== Activities ==
1. In the blog post on James Scott, which chapter of Capital does the author cite on primitive accumulation?
2. Reproduce the part of the blog post on James Scott that opens with the words containing "Monday, September 20, 2010" and closes with "to state power!?!?!?!?!?!".
3. Extend the blog post on James Scott past its final sentence, writing the passage that comes next.

== Selected excerpt ==
⟨
Monday, September 20, 2010

James Scott: Adam Smith or Karl Marx?

I can't escape James Scott right now.  Jacob Levy has contributed his two cents to the discussion of Seeing Like a State over at Cato Unbound.  There's a lot to talk about in Jacob's contribution, but I just want to point to one thing for now.  Jacob writes:
I suspect that Scott has been mildly embarrassed by the libertarian enthusiasm for Seeing Like a State, and since its publication he’s been at pains to be clearer than he was in the book that the market can also be a force of high-modernist social flattening. But he has not (that I’m aware of) pushed the thought very far, or told his readers much about when the market is that kind of force on its own, and when it is so when joined to state power
My Marxist self jumps up and down and yells: when have there been extensive markets that were not joined to state power!?!?!?!?!?!



Jacob draws a connection between Scott's concerns and Adam Smith's discussions of the state.  Fair enough. But one of the greatest thinkers to take up Smith's insights into the function of taxation, colonialism, national debt, etc., was Karl Marx.  Chapter 31 of Capital, "The Genesis of the Industrial Capitalist," discusses the systematic interrelation among the various aspects of what he calls "primitive accumulation."  Marx writes: 
The different moments of primitive accumulation can be assigned in particular to Spain, Portugal, Holland, France, and England, in more or less chronological order.  These different moments are systematically combined together at the end of the seventeenth century in England; the combination embraces the colonies, the national debt, the modern tax system, and the system of protection.  These methods depend in part on brute force, for instance the colonial system.  But they all employ the power of the state, the concentrated and organized power of society, to hasten, as in a hothouse, the process of transformation of the feudal mode of production into the capitalist mode, and to shorten its transition.
⟩
== Dataset entries ==
⟨
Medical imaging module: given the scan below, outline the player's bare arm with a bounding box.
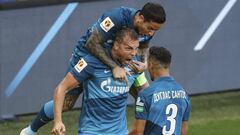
[128,120,146,135]
[52,73,78,135]
[129,81,149,99]
[129,43,148,73]
[86,30,126,79]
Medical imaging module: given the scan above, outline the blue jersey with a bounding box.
[136,77,191,135]
[73,7,152,59]
[71,52,139,135]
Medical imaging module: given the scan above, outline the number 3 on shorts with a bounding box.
[162,104,178,135]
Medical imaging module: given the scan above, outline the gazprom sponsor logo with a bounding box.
[101,78,129,94]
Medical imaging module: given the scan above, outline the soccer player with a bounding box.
[52,28,146,135]
[21,3,166,135]
[129,47,191,135]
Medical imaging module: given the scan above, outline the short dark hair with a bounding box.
[140,2,166,24]
[115,27,138,43]
[148,46,172,68]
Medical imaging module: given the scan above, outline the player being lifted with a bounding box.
[20,3,166,135]
[52,28,147,135]
[129,47,191,135]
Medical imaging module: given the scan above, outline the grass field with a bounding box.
[0,91,240,135]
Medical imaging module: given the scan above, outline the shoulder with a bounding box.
[138,83,156,97]
[82,54,105,68]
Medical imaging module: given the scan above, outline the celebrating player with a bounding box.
[129,47,191,135]
[52,28,146,135]
[20,3,165,135]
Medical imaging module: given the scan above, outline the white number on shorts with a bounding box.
[162,104,178,135]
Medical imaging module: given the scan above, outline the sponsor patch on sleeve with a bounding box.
[100,17,114,32]
[136,97,144,112]
[74,59,87,73]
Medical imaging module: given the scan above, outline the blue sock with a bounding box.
[30,100,53,132]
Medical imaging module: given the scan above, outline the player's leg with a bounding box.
[129,72,149,99]
[20,85,83,135]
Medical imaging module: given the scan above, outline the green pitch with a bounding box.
[0,91,240,135]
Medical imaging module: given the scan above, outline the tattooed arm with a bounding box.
[129,43,148,73]
[86,30,127,83]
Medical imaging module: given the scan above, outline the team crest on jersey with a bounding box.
[74,59,87,73]
[100,17,114,32]
[136,97,144,112]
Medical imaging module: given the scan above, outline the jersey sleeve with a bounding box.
[135,93,149,120]
[183,100,191,121]
[94,8,124,41]
[70,57,93,82]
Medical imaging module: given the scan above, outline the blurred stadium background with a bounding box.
[0,0,240,135]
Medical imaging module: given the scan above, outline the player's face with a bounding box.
[148,58,153,81]
[118,36,139,64]
[137,18,161,36]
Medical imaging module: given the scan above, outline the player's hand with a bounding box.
[112,66,131,86]
[128,60,147,73]
[52,122,66,135]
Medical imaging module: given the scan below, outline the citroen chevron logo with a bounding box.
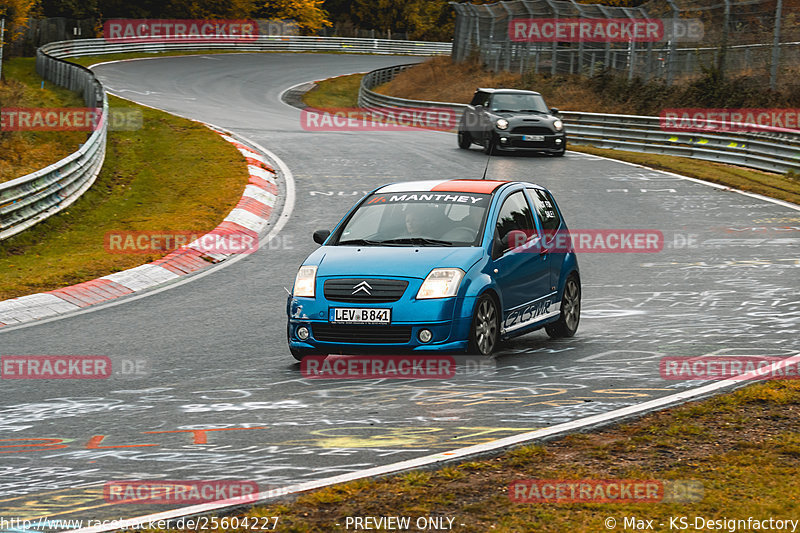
[350,281,372,295]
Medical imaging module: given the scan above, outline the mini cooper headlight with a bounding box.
[293,266,317,298]
[417,268,464,300]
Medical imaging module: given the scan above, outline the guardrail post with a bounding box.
[0,18,6,79]
[768,0,783,91]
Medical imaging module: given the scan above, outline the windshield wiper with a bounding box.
[381,237,453,246]
[336,239,383,246]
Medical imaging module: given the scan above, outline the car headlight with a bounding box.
[292,266,317,298]
[417,268,464,300]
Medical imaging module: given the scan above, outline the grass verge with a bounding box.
⟩
== Results in order ==
1. Chapter 31, "The Genesis of the Industrial Capitalist."

2.
Monday, September 20, 2010

James Scott: Adam Smith or Karl Marx?

I can't escape James Scott right now.  Jacob Levy has contributed his two cents to the discussion of Seeing Like a State over at Cato Unbound.  There's a lot to talk about in Jacob's contribution, but I just want to point to one thing for now.  Jacob writes:
I suspect that Scott has been mildly embarrassed by the libertarian enthusiasm for Seeing Like a State, and since its publication he’s been at pains to be clearer than he was in the book that the market can also be a force of high-modernist social flattening. But he has not (that I’m aware of) pushed the thought very far, or told his readers much about when the market is that kind of force on its own, and when it is so when joined to state power
My Marxist self jumps up and down and yells: when have there been extensive markets that were not joined to state power!?!?!?!?!?!

3.
The punchline:
Tantae molis erat [so great was the effort] to unleash the 'eternal natural laws' of the capitalist mode of production, to complete the separation between the workers and the conditions of their labour, to transform, at one pole, the social means of production and subsistence into capital, and at the opposite pole, the mass of the population into wage-labourers, into the free 'labouring poor,' that artificial product of modern history.
I take Marx's point to be this: the free market admired by Smith, Hayek, Levy, etc., is constituted by massive state action.  It is not just that capitalism was caused in the past by massive state actions, but that massive state action must persist for so long as the market in labor power, and hence capitalism, is to exist.  The fact that the modern market and the modern state are coincident historically is no accident -- they, in fact, have the most intimate bond with one another.